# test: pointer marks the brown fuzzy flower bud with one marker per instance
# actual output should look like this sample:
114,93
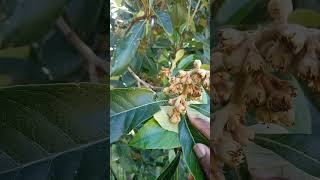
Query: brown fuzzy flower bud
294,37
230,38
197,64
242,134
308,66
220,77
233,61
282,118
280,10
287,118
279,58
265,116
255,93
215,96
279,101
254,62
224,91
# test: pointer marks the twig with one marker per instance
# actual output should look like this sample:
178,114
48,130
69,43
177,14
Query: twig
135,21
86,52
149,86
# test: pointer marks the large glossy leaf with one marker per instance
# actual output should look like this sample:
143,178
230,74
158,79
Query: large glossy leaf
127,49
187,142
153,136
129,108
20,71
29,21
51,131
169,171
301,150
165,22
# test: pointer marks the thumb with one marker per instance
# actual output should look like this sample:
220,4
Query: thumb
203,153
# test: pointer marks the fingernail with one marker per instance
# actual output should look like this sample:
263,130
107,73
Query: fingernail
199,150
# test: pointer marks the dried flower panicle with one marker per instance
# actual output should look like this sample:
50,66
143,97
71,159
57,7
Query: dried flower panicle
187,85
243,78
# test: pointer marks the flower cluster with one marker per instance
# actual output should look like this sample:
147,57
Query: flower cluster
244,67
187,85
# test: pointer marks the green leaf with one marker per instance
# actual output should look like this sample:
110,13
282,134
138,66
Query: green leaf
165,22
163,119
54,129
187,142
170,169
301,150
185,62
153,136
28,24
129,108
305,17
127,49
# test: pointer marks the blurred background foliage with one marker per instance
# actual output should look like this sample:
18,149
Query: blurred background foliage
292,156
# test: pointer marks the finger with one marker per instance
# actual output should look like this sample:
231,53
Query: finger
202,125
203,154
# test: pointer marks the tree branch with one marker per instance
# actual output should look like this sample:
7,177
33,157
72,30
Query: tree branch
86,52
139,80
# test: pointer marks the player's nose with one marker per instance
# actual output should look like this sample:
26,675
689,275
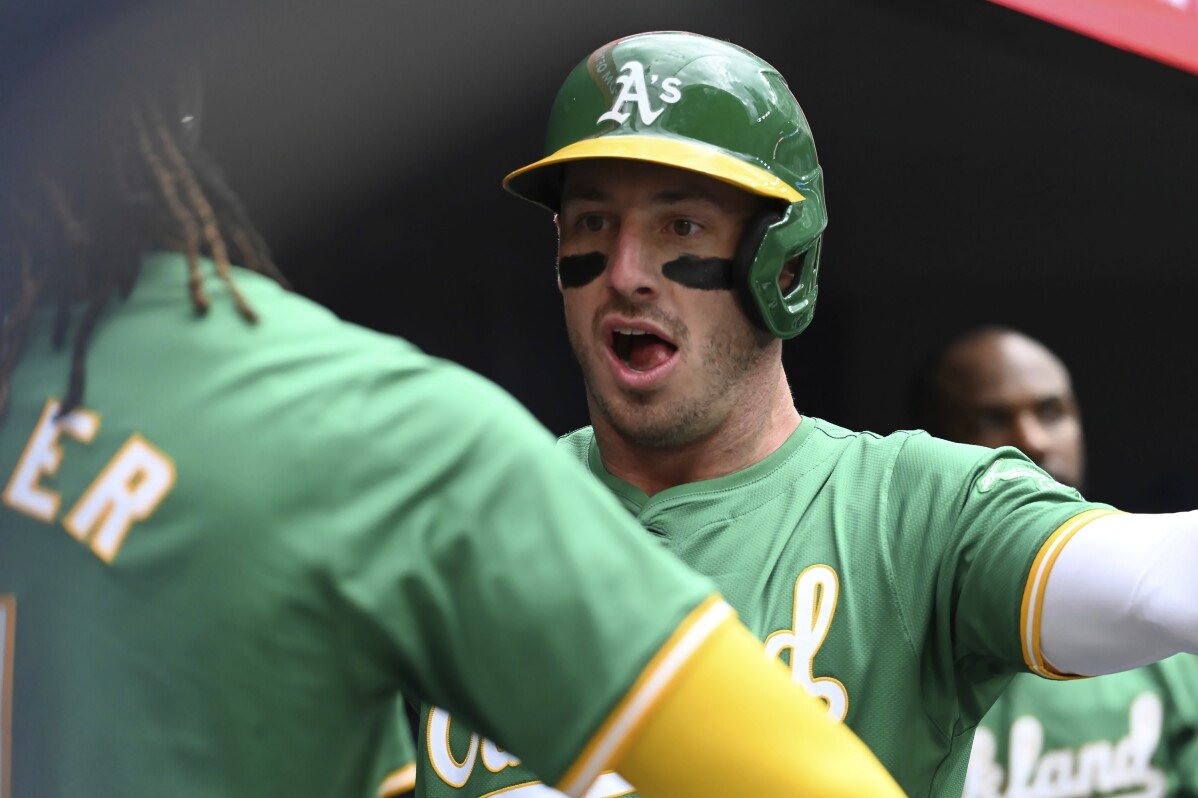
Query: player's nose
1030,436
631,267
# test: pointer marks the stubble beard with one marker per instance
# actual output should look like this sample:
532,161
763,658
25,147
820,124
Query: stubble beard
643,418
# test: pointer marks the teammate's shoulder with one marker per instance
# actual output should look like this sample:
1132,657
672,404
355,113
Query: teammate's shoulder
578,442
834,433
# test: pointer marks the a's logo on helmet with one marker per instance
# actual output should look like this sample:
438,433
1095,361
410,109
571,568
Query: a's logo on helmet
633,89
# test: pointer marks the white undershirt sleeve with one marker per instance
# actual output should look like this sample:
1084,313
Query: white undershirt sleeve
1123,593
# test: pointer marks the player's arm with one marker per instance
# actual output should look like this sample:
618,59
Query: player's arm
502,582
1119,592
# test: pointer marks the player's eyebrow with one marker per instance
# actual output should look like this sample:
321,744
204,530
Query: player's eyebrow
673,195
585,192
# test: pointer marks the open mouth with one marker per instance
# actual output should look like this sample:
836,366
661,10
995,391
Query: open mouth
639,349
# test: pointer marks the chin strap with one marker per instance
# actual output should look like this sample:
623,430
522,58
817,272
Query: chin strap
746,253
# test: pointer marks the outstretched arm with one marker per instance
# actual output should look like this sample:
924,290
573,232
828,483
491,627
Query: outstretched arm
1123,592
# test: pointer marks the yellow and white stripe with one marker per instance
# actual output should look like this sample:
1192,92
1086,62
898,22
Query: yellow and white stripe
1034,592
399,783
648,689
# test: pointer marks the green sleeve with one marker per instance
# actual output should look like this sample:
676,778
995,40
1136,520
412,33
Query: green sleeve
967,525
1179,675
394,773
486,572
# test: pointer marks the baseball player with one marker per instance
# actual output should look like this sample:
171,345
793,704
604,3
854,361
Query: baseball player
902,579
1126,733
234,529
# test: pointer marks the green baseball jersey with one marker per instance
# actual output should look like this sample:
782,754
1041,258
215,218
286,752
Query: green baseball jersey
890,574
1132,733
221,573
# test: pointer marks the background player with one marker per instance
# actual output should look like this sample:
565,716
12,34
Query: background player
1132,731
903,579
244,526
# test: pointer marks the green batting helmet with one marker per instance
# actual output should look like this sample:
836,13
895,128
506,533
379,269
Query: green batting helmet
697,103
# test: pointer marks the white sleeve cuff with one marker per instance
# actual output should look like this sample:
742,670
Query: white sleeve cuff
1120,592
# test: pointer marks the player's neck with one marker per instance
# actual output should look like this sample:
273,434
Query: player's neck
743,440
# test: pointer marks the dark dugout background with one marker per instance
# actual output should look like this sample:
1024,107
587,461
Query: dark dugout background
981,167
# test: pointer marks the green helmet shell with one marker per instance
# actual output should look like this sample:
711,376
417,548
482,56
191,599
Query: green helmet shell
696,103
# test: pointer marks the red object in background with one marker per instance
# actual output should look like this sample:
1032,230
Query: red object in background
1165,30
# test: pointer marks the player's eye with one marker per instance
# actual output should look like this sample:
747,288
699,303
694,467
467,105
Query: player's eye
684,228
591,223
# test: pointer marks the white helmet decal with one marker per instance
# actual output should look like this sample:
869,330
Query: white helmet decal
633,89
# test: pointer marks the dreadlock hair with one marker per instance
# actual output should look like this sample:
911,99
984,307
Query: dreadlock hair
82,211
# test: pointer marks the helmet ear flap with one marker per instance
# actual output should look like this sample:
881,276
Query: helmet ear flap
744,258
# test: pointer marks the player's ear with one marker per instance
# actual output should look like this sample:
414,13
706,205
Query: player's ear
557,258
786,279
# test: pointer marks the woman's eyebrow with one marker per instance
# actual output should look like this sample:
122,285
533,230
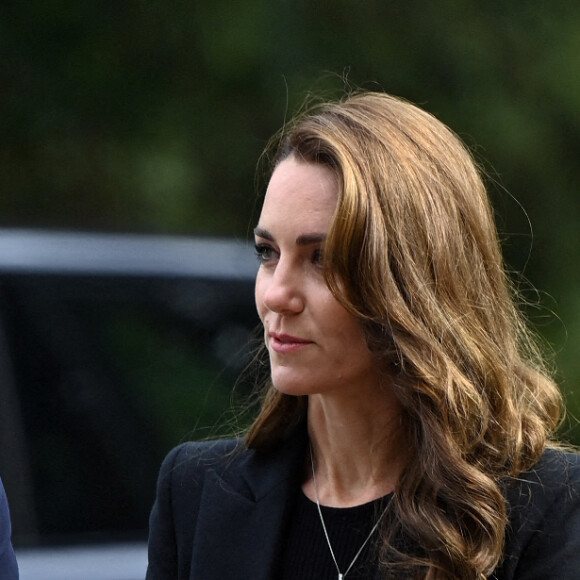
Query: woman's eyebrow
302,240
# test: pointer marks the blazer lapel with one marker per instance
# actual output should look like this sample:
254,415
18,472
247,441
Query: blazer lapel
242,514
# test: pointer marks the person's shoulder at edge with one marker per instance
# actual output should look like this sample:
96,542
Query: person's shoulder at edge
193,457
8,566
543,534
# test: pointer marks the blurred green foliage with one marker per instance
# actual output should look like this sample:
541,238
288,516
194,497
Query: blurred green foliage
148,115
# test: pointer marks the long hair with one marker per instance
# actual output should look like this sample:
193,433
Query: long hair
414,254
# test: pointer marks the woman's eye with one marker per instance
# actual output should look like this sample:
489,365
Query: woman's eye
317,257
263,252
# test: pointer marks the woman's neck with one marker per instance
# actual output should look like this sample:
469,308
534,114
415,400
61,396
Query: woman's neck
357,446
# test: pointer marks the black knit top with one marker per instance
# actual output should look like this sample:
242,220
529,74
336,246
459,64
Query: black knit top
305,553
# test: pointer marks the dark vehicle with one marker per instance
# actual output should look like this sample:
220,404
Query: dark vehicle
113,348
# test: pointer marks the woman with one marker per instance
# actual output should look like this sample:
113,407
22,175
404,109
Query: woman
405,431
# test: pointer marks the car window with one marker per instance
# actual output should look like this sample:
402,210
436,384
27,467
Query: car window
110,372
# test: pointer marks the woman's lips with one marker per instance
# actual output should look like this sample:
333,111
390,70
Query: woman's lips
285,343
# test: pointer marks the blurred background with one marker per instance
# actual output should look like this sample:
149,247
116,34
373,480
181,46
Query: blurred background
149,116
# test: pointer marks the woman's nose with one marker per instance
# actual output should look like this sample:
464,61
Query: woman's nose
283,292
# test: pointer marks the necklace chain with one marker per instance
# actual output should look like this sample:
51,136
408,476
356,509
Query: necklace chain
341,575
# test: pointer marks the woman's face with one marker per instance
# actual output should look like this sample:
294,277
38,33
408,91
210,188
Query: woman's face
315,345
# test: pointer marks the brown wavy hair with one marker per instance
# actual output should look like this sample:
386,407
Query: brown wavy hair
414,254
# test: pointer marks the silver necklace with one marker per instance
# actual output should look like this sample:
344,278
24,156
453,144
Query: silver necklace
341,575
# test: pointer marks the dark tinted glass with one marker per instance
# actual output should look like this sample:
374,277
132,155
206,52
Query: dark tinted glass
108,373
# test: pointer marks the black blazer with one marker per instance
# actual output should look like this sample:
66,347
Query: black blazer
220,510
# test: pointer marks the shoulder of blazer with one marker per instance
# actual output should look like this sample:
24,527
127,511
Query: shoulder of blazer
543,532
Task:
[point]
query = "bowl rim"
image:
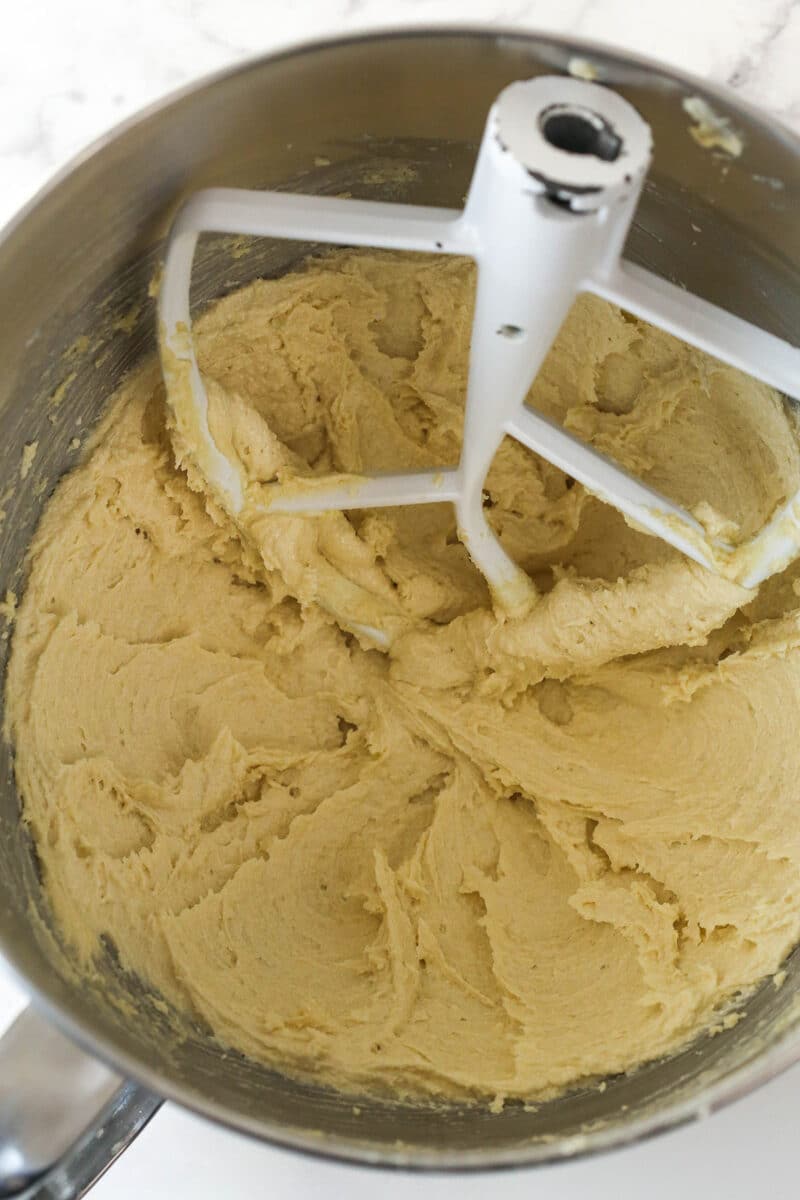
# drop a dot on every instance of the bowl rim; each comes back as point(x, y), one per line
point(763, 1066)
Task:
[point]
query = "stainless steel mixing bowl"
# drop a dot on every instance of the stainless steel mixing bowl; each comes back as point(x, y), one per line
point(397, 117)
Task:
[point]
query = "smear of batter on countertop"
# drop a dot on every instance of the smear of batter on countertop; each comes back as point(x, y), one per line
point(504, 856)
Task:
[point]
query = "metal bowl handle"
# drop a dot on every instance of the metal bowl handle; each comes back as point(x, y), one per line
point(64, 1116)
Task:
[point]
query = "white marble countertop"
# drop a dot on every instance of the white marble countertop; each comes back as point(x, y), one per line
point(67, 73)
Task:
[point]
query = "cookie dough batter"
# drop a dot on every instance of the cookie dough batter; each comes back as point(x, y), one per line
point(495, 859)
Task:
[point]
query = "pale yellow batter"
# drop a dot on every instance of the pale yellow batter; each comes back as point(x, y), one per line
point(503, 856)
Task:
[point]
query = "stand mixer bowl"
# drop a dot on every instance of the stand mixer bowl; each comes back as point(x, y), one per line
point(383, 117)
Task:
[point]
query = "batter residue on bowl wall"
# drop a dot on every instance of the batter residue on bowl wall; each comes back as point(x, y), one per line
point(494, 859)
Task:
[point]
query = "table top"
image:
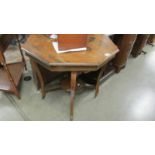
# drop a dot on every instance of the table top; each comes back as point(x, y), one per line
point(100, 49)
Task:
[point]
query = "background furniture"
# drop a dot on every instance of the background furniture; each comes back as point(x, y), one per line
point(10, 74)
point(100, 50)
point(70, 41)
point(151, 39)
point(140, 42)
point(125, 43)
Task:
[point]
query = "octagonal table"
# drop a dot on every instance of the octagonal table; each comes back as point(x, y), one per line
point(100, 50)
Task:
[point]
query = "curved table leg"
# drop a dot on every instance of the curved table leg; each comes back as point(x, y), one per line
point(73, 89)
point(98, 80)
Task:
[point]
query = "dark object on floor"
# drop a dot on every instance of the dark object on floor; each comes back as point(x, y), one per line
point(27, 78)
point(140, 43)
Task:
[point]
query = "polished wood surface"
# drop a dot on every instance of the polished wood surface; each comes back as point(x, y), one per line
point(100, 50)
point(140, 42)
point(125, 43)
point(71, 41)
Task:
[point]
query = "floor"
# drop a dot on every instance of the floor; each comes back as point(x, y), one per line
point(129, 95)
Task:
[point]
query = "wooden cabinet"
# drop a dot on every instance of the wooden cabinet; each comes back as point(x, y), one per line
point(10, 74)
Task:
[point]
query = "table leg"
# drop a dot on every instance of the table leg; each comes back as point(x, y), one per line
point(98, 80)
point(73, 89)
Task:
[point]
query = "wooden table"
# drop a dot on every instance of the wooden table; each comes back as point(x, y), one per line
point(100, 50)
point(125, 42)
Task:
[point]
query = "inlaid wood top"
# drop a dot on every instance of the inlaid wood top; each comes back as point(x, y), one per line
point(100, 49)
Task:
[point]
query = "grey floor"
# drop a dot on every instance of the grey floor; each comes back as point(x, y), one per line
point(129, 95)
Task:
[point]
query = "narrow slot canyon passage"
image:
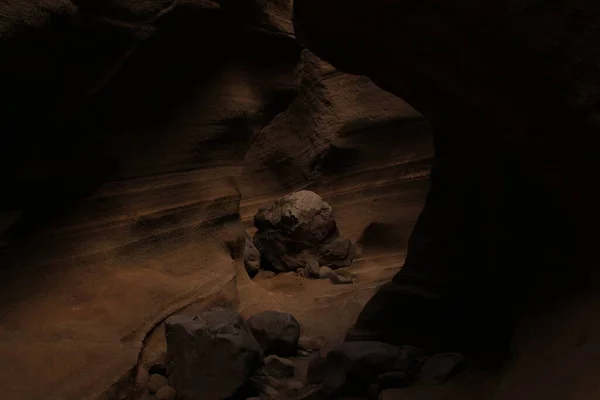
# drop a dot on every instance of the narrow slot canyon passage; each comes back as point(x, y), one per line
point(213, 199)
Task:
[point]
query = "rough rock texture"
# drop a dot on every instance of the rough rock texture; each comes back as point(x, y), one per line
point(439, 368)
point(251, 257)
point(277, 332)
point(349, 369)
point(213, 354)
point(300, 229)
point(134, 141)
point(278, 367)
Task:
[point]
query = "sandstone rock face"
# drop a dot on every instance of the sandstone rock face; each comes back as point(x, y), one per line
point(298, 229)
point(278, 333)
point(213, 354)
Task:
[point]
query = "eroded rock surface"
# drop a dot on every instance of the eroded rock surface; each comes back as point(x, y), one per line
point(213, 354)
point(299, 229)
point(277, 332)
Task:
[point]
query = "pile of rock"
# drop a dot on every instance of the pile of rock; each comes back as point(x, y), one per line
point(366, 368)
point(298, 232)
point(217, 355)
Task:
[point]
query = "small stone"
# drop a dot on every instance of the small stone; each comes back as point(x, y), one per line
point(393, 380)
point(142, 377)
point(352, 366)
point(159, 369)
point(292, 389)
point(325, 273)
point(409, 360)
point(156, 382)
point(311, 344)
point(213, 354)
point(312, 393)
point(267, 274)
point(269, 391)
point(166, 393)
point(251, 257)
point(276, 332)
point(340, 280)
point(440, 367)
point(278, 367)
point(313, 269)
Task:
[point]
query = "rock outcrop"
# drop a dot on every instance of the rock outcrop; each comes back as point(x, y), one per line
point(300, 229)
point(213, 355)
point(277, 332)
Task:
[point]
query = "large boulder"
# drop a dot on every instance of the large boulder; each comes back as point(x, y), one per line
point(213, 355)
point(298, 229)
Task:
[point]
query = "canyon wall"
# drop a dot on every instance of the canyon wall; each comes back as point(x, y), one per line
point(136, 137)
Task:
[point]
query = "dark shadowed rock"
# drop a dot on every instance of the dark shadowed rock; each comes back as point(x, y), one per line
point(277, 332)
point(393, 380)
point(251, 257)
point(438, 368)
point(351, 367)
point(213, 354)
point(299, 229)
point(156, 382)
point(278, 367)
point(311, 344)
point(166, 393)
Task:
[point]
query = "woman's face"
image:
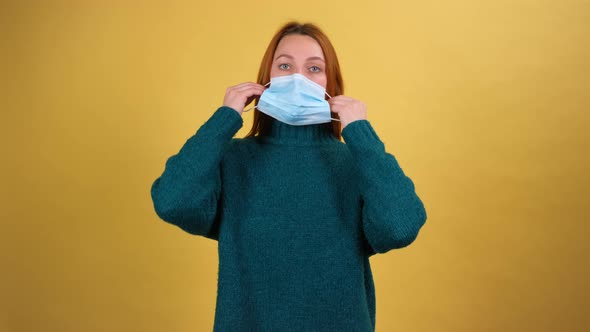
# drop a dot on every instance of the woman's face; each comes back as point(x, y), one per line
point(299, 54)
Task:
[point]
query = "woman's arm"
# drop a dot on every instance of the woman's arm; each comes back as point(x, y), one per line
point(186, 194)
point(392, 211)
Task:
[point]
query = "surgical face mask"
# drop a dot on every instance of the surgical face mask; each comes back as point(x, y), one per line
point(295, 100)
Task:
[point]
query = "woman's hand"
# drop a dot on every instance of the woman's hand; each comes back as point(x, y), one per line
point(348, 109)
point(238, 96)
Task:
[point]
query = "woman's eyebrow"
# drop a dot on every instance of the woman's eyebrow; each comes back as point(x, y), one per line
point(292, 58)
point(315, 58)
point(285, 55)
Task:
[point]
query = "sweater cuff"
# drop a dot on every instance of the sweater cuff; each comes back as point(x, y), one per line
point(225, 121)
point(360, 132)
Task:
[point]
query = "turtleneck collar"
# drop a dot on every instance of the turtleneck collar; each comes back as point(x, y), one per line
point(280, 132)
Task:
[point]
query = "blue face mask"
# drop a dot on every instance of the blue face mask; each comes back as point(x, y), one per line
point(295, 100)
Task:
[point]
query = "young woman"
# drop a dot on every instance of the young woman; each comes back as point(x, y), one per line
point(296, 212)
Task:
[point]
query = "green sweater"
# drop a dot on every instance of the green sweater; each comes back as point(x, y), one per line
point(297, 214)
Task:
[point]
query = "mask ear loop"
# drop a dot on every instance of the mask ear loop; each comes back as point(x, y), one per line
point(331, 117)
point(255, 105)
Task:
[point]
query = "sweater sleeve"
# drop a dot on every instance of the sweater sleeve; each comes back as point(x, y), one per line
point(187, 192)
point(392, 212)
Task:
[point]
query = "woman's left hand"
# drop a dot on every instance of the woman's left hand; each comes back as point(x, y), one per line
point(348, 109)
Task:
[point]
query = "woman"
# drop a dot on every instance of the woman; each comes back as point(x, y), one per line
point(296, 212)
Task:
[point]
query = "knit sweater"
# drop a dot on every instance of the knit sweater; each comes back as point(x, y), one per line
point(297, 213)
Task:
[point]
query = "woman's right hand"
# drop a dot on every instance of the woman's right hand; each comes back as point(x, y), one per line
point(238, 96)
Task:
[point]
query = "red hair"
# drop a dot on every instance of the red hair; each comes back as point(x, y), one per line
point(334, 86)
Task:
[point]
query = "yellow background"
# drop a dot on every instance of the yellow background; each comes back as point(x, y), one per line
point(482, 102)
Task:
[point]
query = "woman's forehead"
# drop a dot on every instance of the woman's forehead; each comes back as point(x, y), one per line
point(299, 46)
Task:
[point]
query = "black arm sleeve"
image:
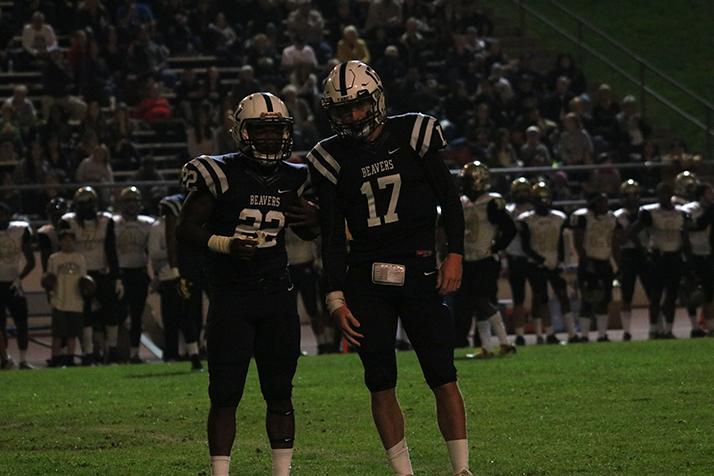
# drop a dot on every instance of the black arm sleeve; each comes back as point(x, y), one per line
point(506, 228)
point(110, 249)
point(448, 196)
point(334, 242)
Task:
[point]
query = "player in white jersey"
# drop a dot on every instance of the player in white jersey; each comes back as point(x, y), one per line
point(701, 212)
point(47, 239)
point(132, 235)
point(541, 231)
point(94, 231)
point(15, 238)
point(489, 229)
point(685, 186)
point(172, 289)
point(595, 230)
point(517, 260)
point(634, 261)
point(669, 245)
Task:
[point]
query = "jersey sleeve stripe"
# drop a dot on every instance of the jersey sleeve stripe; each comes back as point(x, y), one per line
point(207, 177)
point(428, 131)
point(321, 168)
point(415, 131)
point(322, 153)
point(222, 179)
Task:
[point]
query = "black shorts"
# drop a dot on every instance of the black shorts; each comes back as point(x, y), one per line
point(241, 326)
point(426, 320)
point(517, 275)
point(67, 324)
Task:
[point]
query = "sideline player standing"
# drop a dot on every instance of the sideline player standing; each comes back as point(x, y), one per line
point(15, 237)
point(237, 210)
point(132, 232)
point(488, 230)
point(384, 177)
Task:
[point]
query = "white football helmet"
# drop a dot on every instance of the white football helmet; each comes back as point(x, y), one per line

### INSTRUCTIONS FOR THE TASK
Output the lines, exactly: the first line of the entries above, every line after it, and the line with "# test: pointer marks the blurred background foliage" as the last. No pictures.

### OUTPUT FOR THIS TASK
# test: pointer marks the brown fuzzy flower bud with one marker per instance
# actual output should look like this sample:
114,93
Query: brown fuzzy flower bud
294,37
230,38
197,64
242,134
308,66
220,77
233,61
282,118
280,10
287,118
279,58
265,116
255,93
215,96
279,101
254,62
224,91
# test: pointer marks the twig with one marker per instance
# actual output should look like this sample:
178,114
48,130
69,43
177,14
Query: twig
135,21
86,52
149,86
# test: pointer marks the large glossy leaf with one marker per instance
# actual output should look like this sample:
143,178
230,74
158,79
Query: large glossy leaf
127,49
187,142
153,136
129,108
20,71
29,21
51,131
169,171
301,150
165,22
# test: pointer marks the thumb with one marker per instance
# actual output should look like this sample:
220,4
Query: thumb
203,153
# test: pointer marks the fingernail with one marker per instance
# actual output should look like this sample:
263,130
107,73
Query: fingernail
199,150
# test: pointer marks the dried flower panicle with one marker per instance
# actual output should look like this sample:
50,66
143,97
71,159
57,7
Query: dried flower panicle
187,85
243,78
# test: pointer marks the flower cluster with one marker per instance
# actual output should look like this sample:
147,57
Query: flower cluster
244,67
187,85
# test: pointer marks the green leaf with one marker per instance
# actual output should look like this sample:
110,13
282,134
138,66
Query: green leaf
165,22
163,119
54,129
187,142
170,169
301,150
185,62
153,136
28,24
129,108
305,17
127,49
# test: pointer marks the blurred background foliage with one marker per instance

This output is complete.